──────── BARIS DATA

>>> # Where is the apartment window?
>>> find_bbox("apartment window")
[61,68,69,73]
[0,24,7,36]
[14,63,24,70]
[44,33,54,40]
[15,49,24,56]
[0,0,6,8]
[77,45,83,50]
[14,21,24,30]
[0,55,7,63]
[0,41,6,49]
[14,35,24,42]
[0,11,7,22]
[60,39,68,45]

────────────────

_PETUNJUK TUGAS:_
Masukkan seluruh baris data di atas ke dalam daftar bernomor, dan lewati baris yang kosong.

_JAWABAN AKHIR:_
1. >>> # Where is the apartment window?
2. >>> find_bbox("apartment window")
3. [61,68,69,73]
4. [0,24,7,36]
5. [14,63,24,70]
6. [44,33,54,40]
7. [15,49,24,56]
8. [0,0,6,8]
9. [77,45,83,50]
10. [14,21,24,30]
11. [0,55,7,63]
12. [0,41,6,49]
13. [14,35,24,42]
14. [0,11,7,22]
15. [60,39,68,45]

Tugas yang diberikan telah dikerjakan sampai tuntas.